WHAT YOU HAVE TO DO =>
Locate, in the data below, the line that contains "Confirm every instance of the navy blue trousers" and the line that contains "Confirm every instance of the crew member climbing"; reproduce exactly those two lines and every line between them, nothing more.

DATA FOR THIS EXERCISE =>
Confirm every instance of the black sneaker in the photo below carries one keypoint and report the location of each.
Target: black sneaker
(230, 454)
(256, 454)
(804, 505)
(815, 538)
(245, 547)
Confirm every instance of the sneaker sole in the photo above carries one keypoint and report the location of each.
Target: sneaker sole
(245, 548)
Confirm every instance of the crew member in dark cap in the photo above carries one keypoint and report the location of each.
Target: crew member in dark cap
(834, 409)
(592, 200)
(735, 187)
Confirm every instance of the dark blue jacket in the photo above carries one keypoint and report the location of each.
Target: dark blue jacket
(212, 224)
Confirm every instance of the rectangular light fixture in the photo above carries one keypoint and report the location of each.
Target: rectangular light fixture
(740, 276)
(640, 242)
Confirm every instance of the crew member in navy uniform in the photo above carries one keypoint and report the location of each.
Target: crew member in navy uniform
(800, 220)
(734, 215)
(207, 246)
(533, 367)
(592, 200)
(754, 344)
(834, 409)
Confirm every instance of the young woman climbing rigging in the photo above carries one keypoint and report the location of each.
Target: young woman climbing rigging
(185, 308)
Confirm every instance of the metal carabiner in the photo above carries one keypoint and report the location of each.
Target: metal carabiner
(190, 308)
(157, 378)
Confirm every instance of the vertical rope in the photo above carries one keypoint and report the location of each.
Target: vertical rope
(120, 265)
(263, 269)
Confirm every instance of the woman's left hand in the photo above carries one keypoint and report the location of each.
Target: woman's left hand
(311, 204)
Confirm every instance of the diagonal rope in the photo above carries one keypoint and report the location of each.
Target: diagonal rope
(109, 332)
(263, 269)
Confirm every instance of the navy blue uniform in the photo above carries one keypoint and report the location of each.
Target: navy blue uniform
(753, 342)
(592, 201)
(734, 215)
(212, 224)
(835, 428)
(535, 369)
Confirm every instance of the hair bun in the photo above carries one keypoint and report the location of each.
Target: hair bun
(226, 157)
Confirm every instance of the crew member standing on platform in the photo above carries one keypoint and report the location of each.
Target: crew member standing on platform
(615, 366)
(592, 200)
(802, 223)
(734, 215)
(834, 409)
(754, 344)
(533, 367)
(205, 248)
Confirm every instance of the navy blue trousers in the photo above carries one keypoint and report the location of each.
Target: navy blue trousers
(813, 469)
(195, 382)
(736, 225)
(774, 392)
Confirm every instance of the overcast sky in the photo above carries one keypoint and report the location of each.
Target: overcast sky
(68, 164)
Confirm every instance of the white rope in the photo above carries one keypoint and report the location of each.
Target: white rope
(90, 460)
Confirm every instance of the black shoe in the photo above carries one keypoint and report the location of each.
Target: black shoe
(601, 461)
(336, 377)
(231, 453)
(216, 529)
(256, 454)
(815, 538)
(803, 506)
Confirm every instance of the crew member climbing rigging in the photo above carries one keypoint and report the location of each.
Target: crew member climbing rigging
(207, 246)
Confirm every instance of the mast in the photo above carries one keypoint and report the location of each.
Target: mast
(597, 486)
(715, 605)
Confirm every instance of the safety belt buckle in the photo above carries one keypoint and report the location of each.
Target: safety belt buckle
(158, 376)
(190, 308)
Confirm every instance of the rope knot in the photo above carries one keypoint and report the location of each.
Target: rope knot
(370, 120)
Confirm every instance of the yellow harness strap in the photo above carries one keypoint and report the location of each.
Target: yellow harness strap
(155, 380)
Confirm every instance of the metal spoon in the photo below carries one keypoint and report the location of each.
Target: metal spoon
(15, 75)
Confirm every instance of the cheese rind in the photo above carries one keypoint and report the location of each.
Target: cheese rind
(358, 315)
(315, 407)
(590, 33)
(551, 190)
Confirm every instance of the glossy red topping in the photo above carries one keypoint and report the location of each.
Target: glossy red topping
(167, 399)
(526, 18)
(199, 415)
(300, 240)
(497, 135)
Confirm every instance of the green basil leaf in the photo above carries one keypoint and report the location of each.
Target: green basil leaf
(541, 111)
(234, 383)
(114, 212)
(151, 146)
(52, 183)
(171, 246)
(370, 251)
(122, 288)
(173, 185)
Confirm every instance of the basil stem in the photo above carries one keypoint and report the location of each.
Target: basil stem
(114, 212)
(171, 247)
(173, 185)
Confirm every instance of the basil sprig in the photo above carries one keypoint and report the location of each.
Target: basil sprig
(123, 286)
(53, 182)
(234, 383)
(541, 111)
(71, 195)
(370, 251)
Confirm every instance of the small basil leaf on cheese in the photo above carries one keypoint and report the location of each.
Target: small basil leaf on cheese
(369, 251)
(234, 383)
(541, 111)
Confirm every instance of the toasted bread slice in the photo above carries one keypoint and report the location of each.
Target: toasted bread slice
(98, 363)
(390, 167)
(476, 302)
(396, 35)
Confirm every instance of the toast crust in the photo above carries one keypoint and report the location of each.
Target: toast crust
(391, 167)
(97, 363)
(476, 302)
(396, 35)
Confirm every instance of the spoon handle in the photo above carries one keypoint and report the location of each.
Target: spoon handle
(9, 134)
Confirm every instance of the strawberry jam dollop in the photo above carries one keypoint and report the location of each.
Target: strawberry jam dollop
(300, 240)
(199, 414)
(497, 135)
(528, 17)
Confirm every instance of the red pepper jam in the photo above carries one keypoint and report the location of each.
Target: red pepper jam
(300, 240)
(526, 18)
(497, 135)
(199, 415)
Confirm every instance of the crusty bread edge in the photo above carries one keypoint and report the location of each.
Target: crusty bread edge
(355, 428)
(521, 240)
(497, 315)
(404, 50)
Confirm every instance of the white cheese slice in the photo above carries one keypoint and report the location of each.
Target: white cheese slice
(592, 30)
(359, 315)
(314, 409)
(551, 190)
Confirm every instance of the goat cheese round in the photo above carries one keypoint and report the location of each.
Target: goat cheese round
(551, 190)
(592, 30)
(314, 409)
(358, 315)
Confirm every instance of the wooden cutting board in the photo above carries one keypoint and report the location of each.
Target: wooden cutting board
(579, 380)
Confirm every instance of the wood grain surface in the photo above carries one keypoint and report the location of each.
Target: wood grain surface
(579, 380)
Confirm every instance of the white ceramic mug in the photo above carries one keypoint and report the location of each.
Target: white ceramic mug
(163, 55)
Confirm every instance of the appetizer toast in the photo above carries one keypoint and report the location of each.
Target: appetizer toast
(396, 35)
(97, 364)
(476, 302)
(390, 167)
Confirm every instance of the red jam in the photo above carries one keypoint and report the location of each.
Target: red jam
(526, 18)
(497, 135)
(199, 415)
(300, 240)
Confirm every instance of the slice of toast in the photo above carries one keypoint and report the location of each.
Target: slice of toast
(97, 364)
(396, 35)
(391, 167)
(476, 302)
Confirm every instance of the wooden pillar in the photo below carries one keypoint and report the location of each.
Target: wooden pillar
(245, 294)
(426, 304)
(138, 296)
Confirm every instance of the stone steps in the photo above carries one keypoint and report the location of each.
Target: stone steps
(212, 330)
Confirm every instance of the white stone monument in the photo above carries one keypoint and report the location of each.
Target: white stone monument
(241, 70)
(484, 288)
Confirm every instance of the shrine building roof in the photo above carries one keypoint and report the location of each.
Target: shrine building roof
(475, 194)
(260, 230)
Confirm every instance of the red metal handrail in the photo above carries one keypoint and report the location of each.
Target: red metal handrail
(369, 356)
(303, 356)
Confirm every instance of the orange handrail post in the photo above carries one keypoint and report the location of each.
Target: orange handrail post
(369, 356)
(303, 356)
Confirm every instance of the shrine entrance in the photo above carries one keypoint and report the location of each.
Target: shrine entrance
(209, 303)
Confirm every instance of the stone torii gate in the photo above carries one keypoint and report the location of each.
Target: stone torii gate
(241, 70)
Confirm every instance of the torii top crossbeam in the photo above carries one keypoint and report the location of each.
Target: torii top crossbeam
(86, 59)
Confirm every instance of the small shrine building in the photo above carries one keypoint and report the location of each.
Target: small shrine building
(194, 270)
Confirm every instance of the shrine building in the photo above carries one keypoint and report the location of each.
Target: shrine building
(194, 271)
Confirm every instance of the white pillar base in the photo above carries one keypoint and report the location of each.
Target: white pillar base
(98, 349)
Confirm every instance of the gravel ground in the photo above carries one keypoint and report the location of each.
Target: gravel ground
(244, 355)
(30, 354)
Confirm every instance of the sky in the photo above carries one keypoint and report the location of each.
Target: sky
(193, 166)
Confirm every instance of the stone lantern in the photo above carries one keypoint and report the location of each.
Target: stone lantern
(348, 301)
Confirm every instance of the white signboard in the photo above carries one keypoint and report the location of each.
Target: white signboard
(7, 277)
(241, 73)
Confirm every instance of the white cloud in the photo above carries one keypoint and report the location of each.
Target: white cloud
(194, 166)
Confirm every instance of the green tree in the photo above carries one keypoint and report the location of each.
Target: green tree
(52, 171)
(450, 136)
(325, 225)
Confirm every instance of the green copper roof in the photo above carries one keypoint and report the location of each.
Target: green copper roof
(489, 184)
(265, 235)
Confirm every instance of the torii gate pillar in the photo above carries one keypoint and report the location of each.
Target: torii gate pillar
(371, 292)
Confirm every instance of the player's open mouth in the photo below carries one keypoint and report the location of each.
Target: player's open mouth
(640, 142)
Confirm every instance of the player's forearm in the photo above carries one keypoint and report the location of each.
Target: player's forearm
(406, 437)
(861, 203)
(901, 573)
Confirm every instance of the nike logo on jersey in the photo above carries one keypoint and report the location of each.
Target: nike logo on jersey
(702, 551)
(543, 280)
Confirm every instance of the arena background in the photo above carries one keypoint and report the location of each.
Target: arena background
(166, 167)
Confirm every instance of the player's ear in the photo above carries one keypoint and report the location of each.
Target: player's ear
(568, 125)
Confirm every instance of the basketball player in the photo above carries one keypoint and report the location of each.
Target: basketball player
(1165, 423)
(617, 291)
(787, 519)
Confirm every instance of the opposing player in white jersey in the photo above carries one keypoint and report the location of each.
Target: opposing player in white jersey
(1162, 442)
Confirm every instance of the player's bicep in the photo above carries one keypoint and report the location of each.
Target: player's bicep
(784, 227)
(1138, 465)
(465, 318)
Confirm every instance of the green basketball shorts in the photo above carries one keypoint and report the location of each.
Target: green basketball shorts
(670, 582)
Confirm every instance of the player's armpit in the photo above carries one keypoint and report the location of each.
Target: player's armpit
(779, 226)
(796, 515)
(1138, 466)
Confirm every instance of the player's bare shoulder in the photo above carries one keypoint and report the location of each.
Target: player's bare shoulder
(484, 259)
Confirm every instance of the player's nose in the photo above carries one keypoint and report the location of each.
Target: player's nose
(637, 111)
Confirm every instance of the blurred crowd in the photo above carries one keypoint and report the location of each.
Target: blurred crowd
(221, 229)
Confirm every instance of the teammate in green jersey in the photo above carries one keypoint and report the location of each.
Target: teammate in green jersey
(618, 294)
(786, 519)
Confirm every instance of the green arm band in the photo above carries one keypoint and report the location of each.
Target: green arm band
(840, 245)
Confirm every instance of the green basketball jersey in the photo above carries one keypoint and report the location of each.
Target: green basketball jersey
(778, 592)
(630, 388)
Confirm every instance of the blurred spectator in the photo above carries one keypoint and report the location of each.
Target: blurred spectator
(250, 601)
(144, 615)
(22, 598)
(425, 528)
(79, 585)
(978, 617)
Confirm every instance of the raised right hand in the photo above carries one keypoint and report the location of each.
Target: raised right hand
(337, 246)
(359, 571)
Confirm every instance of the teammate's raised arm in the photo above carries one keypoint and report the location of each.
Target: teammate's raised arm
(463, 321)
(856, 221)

SOLUTION TO THIS EXERCISE =>
Confirm every instance of the navy blue trousers in the photo above carries one keypoint and report the location of each.
Target: navy blue trousers
(813, 469)
(195, 382)
(736, 225)
(774, 392)
Confirm every instance of the overcast sky in the photo above carries one keypoint and report the location of each.
Target: overcast sky
(68, 164)
Confirm every instance of the white rope in the photo above carries one keypoint and report the location of each.
Target: white rope
(90, 460)
Confirm every instance of the black shoe in the photo above carries one keypoint and report the location of each.
Target: black shoe
(601, 461)
(336, 377)
(231, 453)
(216, 529)
(256, 454)
(815, 538)
(803, 506)
Confirm every instance of the crew member climbing rigging in the photo above carries one keypoint and report the location of each.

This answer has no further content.